=== Text passage ===

Rebrand or Refine?
Updated: Dec 22, 2020
Do You Need a Full Rebrand or Just a Refinement
Rebrand vs. Refine? To be fair, these sound pretty similar. Depending on your goals, how much you redesign your business could vary from minimal changes to a full on brand make over. Not every business needs a rebrand, and if you change your look too much or for the wrong reasons, you could actually hurt your brand and alienate your current audience.
So how do you know whether to rebrand or not?
Quick Summary if you're in a rush.
Definitions > Think of it like Rebrand = Full on Overhaul, and Refine = Small Clean Up. This is not 100% accurate, but for the sake of simplifying as we move forward.
Pros & Cons > Not all companies need a full-on Rebrand, and not knowing the differences can actually hurt you and your sales.
Examples > To understand exactly what the differences are, and then evaluate and decide what to do for yourself.
KRD/Brand Spin > Think long term.
re·brand / rēˈbrand / verb
Change the corporate image of (a company or organization)
ex. "the radio station has since been rebranded as 98FM"
Caveat: This is very vague, and in common use, "rebrand" could be applicable to various amounts of change within a company. It doesn't necessarily mean a name change, a complete identity change, an audience or strategy change, etc., although this is typically the implication. It could be any amount of redesign. (See Disneyland reference below.)

===

### Your goal
Rewrite the piece on rebranding versus refining, beginning at the words "Rebrand or Refine?" and stopping after "rebrand or not?", replacing "audience" with "customer base".

=== Collected material ===

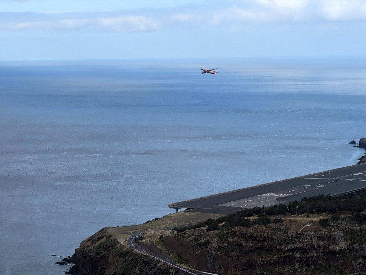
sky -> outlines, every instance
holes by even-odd
[[[0,60],[361,56],[366,0],[0,0]]]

===

### Answer to the exercise
Rebrand or Refine?
Updated: Dec 22, 2020
Do You Need a Full Rebrand or Just a Refinement
Rebrand vs. Refine? To be fair, these sound pretty similar. Depending on your goals, how much you redesign your business could vary from minimal changes to a full on brand make over. Not every business needs a rebrand, and if you change your look too much or for the wrong reasons, you could actually hurt your brand and alienate your current customer base.
So how do you know whether to rebrand or not?